## START PROVIDED RECORDS

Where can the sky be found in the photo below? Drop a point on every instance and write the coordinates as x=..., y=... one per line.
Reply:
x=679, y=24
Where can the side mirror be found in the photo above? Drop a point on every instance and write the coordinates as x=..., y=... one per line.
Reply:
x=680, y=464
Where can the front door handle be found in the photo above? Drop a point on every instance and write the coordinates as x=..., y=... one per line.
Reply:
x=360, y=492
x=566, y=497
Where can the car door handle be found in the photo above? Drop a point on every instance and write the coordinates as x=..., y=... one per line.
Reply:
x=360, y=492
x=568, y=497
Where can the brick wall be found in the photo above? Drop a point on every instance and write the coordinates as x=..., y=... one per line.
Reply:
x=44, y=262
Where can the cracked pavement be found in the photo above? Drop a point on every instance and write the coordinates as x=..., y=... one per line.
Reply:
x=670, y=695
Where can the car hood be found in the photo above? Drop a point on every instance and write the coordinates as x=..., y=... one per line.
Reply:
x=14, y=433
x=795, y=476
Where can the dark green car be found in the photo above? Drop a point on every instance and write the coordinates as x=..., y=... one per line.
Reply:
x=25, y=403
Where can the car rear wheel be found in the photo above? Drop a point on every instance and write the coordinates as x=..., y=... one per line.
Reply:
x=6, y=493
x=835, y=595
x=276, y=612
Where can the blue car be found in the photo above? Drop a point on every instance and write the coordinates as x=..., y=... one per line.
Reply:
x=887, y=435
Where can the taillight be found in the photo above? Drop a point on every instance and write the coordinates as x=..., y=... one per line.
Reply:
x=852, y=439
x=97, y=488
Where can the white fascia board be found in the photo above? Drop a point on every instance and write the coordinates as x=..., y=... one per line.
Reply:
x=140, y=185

## END PROVIDED RECORDS

* STATED GOAL
Format the material above as a two-column CSV with the headers text and answer, covering everything from the line containing "Where can the front" down to the line containing "x=887, y=435", both lines included. Put each text and its answer in one row, each as a single quoted field with line breaks turned into spaces.

* RESPONSE
text,answer
"Where can the front door handle be found in the photo above? Drop a point on every instance and write the coordinates as x=..., y=... one per line. Reply:","x=360, y=492 x=566, y=497"
"Where can the car door handle be found in the photo above? Drop a point on every instance and write the coordinates as x=..., y=... one per line. Reply:","x=360, y=492 x=568, y=497"
"Where can the brick wall be found in the photo above? Drop a point on every instance and write the coordinates as x=..., y=... one per line. Reply:","x=44, y=262"
"Where can the cracked pavement be found in the photo above? Drop a point on every instance and write the coordinates as x=..., y=... one per line. Reply:","x=670, y=695"
"Where can the car hood be found in the photo above? Drop a point on every instance and write the coordinates as x=..., y=... one per line. Reply:","x=14, y=433 x=795, y=476"
"Where can the dark green car be found in the photo above? Drop a point on every instance and write the coordinates as x=..., y=... one per line. Reply:","x=25, y=403"
"Where can the car rear wheel be found in the photo above? Drop a point on every instance and write the coordinates as x=..., y=... one per line. Reply:","x=6, y=493 x=835, y=595 x=276, y=612"
"Where can the blue car be found in the photo above? Drop a point on every instance and write the coordinates as x=..., y=... one per line. Reply:","x=887, y=435"